» **Exercício proposto 1**
Com base no documento-fonte, explique por que é exigida a descrição precisa das atribuições do cargo público. Responda em uma a três frases.
» **Exercício proposto 2**
Informe quantas linhas da listagem contêm a palavra "person", considerando maiúsculas e minúsculas como distintas. Dê apenas o número.

» **Documento-fonte**
-*-
Somente a partir da descrição precisa das atribuições do cargo público será possível, a bem do funcionamento administrativo e dos direitos dos administrados, averiguar-se a completa licitude do exercício de suas funções pelo agente público. Trata-se de exigência relativa à competência do agente público para a prática de atos em nome da Administração Pública e, em especial, aqueles que tangenciam os direitos dos administrados, e que se espraia à aferição da legitimidade da forma de investidura no cargo público que deve ser guiada pela legalidade, moralidade, pela impessoalidade e pela razoabilidade.
-*-
» **Listagem fornecida**
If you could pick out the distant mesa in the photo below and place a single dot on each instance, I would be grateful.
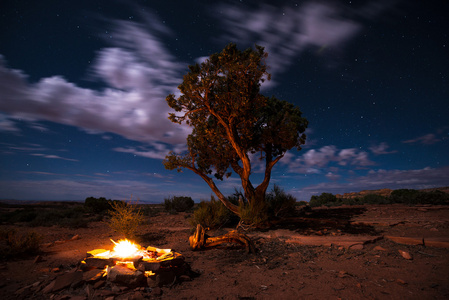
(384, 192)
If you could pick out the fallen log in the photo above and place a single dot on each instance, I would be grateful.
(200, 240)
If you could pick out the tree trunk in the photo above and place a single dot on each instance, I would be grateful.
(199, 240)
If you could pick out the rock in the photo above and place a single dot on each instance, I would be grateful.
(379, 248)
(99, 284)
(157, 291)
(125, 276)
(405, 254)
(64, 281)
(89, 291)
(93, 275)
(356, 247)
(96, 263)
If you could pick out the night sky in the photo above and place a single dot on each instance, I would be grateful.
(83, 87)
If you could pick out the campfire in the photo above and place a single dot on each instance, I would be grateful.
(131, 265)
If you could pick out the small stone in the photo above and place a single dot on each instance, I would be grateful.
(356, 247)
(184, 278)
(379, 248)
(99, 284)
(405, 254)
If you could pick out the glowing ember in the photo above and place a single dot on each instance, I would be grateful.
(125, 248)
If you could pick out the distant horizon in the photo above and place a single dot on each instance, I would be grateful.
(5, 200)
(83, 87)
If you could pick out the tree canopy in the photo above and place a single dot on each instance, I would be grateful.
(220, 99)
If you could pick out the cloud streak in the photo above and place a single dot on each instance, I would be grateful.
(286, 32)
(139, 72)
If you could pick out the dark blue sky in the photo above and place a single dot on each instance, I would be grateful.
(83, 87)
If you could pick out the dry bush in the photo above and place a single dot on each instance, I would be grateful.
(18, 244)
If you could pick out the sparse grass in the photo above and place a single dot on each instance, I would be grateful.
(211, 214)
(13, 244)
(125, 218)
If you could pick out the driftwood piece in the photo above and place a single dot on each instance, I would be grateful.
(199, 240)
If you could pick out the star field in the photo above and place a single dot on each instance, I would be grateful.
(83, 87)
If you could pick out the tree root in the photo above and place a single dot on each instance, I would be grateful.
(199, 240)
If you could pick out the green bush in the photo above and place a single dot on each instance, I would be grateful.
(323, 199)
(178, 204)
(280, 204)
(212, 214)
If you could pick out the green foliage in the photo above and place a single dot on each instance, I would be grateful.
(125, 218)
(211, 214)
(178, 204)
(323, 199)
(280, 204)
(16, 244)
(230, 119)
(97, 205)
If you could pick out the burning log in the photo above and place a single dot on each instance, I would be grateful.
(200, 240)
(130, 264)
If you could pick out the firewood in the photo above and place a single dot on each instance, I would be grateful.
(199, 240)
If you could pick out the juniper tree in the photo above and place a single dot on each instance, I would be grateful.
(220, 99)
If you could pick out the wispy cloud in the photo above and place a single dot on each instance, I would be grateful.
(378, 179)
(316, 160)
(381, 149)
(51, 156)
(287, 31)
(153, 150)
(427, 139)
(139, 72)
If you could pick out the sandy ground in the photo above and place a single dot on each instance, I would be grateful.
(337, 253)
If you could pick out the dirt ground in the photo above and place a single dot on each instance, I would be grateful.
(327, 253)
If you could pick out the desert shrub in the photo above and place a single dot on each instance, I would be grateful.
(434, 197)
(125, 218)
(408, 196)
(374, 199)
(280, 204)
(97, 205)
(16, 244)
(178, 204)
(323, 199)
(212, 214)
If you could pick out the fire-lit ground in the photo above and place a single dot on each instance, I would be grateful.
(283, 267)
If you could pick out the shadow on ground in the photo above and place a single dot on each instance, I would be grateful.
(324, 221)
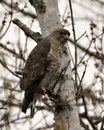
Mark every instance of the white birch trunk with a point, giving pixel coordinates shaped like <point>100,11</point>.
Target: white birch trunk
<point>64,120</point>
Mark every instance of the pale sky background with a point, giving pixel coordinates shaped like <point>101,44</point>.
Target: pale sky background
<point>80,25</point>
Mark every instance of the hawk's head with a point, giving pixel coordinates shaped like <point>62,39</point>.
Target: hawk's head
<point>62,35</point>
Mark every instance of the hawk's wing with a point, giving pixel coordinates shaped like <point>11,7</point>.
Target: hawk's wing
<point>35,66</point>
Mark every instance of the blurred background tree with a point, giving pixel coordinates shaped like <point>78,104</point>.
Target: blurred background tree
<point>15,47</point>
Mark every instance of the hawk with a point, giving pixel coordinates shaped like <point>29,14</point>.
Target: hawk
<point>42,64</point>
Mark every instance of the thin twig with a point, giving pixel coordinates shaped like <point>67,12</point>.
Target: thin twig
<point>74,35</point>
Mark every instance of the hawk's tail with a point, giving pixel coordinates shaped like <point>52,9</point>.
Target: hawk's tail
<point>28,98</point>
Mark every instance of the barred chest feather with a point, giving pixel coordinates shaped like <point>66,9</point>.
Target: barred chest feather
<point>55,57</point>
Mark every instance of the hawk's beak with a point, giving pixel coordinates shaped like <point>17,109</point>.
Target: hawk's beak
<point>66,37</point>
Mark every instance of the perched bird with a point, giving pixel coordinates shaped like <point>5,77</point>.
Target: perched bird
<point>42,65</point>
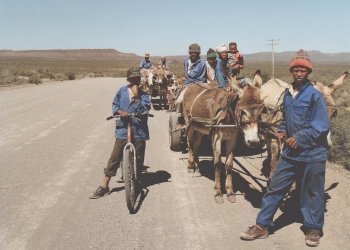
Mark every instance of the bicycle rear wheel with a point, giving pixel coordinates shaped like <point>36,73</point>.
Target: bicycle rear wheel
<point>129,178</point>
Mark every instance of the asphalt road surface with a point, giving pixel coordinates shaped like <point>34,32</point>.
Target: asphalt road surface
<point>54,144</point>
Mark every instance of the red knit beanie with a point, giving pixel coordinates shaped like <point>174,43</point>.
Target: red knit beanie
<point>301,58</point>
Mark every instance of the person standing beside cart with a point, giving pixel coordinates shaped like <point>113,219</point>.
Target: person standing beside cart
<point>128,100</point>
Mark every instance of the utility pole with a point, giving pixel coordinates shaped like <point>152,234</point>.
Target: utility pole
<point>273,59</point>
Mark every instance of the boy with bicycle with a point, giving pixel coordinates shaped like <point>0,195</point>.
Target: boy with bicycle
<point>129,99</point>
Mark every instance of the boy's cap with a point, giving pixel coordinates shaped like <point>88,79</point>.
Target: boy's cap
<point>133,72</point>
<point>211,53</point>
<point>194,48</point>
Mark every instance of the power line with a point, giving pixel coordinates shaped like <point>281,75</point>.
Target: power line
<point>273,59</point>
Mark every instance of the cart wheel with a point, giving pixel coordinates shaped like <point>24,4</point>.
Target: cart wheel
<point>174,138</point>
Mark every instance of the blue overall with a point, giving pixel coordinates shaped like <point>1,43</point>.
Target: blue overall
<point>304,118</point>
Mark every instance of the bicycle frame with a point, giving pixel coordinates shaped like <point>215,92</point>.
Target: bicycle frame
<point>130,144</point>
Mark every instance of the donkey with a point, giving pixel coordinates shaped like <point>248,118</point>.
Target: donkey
-*-
» **Resposta escrita 1**
A descrição precisa das atribuições do cargo é exigida porque somente a partir dela é possível averiguar a completa licitude do exercício das funções pelo agente público, em favor do funcionamento administrativo e dos direitos dos administrados. Trata-se de exigência relativa à competência do agente para praticar atos em nome da Administração Pública, em especial os que tangenciam os direitos dos administrados.

» **Resposta escrita 2**
2